Put every row below into a two-column CSV with the headers text and result, one CSV line per row. Each row's text and its answer go in separate double-quoted fields, with line breaks replaced by spaces.
★ ★ ★ ★ ★ ★ ★
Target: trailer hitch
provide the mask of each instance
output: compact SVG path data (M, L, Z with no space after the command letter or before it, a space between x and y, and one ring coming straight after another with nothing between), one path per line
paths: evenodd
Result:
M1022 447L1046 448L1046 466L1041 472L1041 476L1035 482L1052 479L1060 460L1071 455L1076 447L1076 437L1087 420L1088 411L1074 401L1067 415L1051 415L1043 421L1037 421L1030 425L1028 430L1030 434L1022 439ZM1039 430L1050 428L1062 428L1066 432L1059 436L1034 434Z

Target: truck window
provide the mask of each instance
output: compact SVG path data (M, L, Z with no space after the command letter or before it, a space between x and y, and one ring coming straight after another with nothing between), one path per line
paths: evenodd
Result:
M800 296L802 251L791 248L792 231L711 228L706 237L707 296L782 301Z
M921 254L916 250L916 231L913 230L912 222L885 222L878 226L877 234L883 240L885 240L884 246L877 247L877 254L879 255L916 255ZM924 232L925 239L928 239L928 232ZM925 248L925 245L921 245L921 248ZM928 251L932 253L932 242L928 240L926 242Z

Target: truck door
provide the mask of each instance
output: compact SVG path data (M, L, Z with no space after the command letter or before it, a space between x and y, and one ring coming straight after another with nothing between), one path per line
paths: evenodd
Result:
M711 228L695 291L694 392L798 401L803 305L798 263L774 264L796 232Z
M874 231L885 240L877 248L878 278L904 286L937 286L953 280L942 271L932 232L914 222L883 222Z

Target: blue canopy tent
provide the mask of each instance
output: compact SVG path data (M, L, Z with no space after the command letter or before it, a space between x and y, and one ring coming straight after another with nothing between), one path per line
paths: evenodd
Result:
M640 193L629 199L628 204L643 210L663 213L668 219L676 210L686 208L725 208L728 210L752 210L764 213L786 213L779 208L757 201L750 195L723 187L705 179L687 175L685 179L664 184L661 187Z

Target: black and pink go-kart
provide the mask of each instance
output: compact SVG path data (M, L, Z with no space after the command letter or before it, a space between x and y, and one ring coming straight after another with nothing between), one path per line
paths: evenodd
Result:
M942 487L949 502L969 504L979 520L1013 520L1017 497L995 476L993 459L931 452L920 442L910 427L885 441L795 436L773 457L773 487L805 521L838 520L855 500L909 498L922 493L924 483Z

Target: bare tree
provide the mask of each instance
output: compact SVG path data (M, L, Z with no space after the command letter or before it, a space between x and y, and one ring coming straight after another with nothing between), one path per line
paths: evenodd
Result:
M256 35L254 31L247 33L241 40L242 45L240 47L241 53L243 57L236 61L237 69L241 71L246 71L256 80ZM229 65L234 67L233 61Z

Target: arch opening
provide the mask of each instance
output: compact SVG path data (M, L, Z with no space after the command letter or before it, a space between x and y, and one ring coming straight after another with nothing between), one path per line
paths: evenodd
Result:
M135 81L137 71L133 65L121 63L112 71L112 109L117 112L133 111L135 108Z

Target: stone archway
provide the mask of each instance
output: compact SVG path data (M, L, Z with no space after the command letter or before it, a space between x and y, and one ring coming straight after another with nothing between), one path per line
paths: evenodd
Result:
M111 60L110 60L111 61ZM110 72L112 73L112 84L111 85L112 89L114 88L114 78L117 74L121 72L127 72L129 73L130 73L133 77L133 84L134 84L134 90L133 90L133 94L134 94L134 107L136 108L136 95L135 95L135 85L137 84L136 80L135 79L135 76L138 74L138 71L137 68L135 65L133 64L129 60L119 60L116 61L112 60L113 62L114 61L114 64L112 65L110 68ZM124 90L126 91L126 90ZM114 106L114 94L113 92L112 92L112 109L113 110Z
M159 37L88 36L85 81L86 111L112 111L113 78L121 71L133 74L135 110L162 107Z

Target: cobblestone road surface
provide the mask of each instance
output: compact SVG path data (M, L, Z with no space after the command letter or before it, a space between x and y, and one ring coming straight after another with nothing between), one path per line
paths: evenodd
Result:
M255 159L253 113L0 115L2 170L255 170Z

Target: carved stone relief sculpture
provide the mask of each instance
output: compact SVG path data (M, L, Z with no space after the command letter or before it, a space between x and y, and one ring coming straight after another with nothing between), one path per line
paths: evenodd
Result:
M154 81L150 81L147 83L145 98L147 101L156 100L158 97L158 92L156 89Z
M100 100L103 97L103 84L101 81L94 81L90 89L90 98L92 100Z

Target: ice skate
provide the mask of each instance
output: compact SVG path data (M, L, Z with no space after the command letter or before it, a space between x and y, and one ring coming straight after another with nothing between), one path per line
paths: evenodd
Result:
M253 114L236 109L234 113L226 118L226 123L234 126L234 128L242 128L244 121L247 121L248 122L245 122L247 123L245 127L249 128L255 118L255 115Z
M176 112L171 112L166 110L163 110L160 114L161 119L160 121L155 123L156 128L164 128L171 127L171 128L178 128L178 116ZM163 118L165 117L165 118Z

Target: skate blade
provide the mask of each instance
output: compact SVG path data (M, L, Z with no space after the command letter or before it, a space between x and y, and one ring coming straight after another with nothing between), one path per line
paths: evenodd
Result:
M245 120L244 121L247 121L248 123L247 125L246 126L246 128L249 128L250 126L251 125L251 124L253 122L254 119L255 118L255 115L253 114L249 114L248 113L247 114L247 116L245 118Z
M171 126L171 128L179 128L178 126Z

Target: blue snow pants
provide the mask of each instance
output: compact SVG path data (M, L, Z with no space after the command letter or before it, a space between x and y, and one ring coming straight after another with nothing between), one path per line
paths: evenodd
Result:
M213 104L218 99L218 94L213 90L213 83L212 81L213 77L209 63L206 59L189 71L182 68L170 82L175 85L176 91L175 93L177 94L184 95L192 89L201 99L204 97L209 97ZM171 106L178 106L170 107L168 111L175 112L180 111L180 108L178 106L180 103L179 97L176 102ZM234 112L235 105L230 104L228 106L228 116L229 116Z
★ ★ ★ ★ ★ ★ ★
▶ _THE ANSWER_
text,result
"Target: trailer hitch provide the mask of each instance output: compact SVG path data (M, L, Z with no space after the command letter or before it, a space between x and y, and one ring coming straight after another with nothing between), one path per line paths: evenodd Result:","M1022 447L1046 448L1046 466L1041 472L1041 476L1035 482L1052 479L1060 460L1071 455L1076 447L1076 437L1087 420L1088 411L1074 401L1067 415L1051 415L1043 421L1037 421L1030 425L1028 430L1030 434L1022 439ZM1039 430L1050 428L1062 428L1066 432L1059 436L1034 434Z"
"Target: truck window provide the mask of each instance output: compact SVG path data (M, L, Z with no space after the command letter or before it, a space between x and y, and one ring coming straight after another with nothing between), one path per line paths: evenodd Result:","M800 296L802 251L791 248L792 231L711 228L706 237L707 296L782 301Z M921 254L916 250L916 231L913 230L912 222L885 222L878 226L877 234L883 240L885 240L884 246L877 247L877 254L879 255L916 255ZM924 232L925 239L928 239L928 232ZM925 248L925 245L921 245L921 248ZM928 251L932 253L932 242L928 240L926 242Z"
"Target: truck door provide the mask of each instance output: compact SVG path data (M, L, Z with no space after the command letter or before it, a space between x and y, and one ring coming straight after another with nothing between), one path per line paths: evenodd Result:","M711 228L695 291L694 392L798 401L803 305L798 263L774 264L796 232Z M874 231L885 240L877 248L878 278L904 286L937 286L953 280L942 271L932 232L914 222L883 222Z"
"Target: blue canopy tent provide the mask of each instance output: compact SVG path data (M, L, Z with no space after the command letter or before it, a space between x and y, and one ring coming straight after another with nothing between), one path per line paths: evenodd Result:","M640 193L629 199L628 204L643 210L663 213L668 219L676 210L686 208L725 208L728 210L752 210L764 213L786 213L779 208L757 201L750 195L723 187L705 179L687 175L685 179L664 184L661 187Z"
"Target: black and pink go-kart provide the mask of each instance output: compact SVG path data (M, L, Z with no space after the command letter or before it, a space between x and y, and one ring coming straight after another with nothing between), one path per line paths: evenodd Result:","M942 487L949 502L969 504L979 520L1013 520L1017 497L995 476L993 459L931 452L920 442L910 427L885 441L795 436L773 457L773 487L805 521L838 520L855 500L909 498L922 493L924 483Z"
"Target: bare tree provide the mask of each instance output: compact SVG path data (M, L, Z with no space after the command letter or before it, a space between x and y, and one ring coming straight after another with nothing between), one path per line paths: evenodd Result:","M256 35L254 31L247 33L241 40L242 45L240 47L241 53L243 57L236 61L237 69L241 71L246 71L256 80ZM229 65L234 67L233 61Z"
"Target: arch opening provide the mask of each instance output: compact SVG path data (M, L, Z with no space after the command letter or before it, a space between x and y, and one ring coming straight after another with nothing between), one path per line paths: evenodd Result:","M135 81L137 71L133 65L121 63L112 71L112 109L117 112L133 111L135 108Z"
"Target: stone archway provide the mask of each instance output: compact SVG path data (M, L, Z with no space after the command letter or before it, a space between x and y, and one ring coming straight after another with nothing between), one path per line paths: evenodd Result:","M111 60L110 60L111 61ZM110 72L112 73L112 84L111 85L112 89L114 88L114 78L117 74L121 72L127 72L129 73L130 73L133 77L133 84L134 84L134 90L133 90L133 94L134 94L134 107L136 108L136 95L135 95L135 85L137 84L136 80L135 79L135 76L138 74L138 71L137 68L135 65L133 64L129 60L119 60L116 61L112 60L113 62L114 61L114 64L112 65L110 68ZM124 90L126 91L126 90ZM114 106L114 94L113 92L112 92L112 109L113 110Z M159 37L88 36L85 81L86 111L112 111L113 78L121 71L133 74L135 110L162 107Z"
"Target: cobblestone road surface provide the mask of each instance output: compact SVG path data (M, L, Z with no space after the command letter or before it, a space between x and y, and one ring coming straight after another with nothing between), one path per line paths: evenodd Result:","M255 159L253 113L0 115L2 170L255 170Z"
"Target: carved stone relief sculpture provide the mask of each instance output: compact SVG path data (M, L, Z with no space after the command letter or before it, a space between x and y, and one ring coming straight after another with nothing between), one path per line paths: evenodd Result:","M154 81L150 81L147 83L145 98L147 101L156 100L158 97L158 92L156 89Z M100 100L103 97L103 84L101 81L94 81L90 89L90 98L92 100Z"
"Target: ice skate provide the mask of each instance output: compact SVG path data (M, L, Z with no space after the command letter or before it, a space between x and y, and one ring coming straight after another with nothing between), one path per line paths: evenodd Result:","M253 114L236 109L234 113L226 118L226 123L234 126L234 128L242 128L244 121L247 121L248 122L245 122L247 123L245 127L249 128L255 118L255 115Z M176 112L171 112L166 110L163 110L160 114L161 119L160 121L155 123L156 128L164 128L171 127L171 128L178 128L178 116ZM163 118L165 117L165 118Z"
"Target: skate blade provide the mask of each instance output: compact SVG path data (M, L, Z with no space after the command letter or before it, a space between x and y, and one ring coming straight after another with nothing between), one path per line paths: evenodd Result:","M245 120L244 121L247 121L248 123L247 125L246 126L246 128L249 128L250 126L251 125L251 124L253 122L254 119L255 118L255 115L253 114L249 114L248 113L247 114L247 116L245 118Z M171 126L171 128L179 128L178 126Z"
"Target: blue snow pants provide the mask of each instance output: compact SVG path data (M, L, Z with no space after the command letter or before it, a space between x and y, and one ring coming straight after another with nothing between), one path per line paths: evenodd Result:","M213 104L218 99L218 94L213 90L213 83L212 81L213 77L209 63L206 59L189 71L182 68L170 82L175 85L176 91L175 93L177 94L184 95L192 89L201 99L204 97L209 97ZM171 106L178 106L170 107L168 111L175 112L180 111L180 108L178 106L180 103L179 97L176 102ZM234 112L235 105L230 104L228 106L228 116L229 116Z"